WHAT IS NEEDED: Here is a listing. Reproduce it exactly.

GIVEN RECORDS:
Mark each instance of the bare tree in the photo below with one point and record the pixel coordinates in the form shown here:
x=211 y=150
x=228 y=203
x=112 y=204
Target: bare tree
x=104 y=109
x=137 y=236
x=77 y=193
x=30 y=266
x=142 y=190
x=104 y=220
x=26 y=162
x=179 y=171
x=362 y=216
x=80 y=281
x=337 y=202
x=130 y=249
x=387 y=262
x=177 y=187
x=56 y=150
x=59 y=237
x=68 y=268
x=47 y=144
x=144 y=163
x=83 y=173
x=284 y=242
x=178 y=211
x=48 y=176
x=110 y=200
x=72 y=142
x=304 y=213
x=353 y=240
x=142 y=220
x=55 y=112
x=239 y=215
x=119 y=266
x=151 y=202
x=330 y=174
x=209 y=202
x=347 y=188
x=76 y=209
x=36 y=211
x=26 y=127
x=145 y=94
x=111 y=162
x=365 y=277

OUTPUT BELOW:
Mark each instance of the bare tree in the photo below with one point and record the pixel coordinates in the form shown here:
x=211 y=150
x=228 y=203
x=112 y=204
Target: bare tree
x=104 y=109
x=137 y=236
x=77 y=193
x=30 y=266
x=142 y=190
x=104 y=220
x=26 y=162
x=179 y=171
x=362 y=216
x=80 y=281
x=337 y=202
x=130 y=249
x=387 y=262
x=177 y=187
x=56 y=150
x=59 y=237
x=68 y=268
x=47 y=144
x=144 y=163
x=83 y=173
x=284 y=242
x=178 y=211
x=48 y=176
x=110 y=200
x=72 y=142
x=304 y=213
x=353 y=240
x=142 y=220
x=55 y=112
x=239 y=215
x=119 y=266
x=151 y=202
x=330 y=174
x=209 y=202
x=347 y=188
x=76 y=209
x=36 y=211
x=26 y=127
x=145 y=94
x=111 y=162
x=365 y=277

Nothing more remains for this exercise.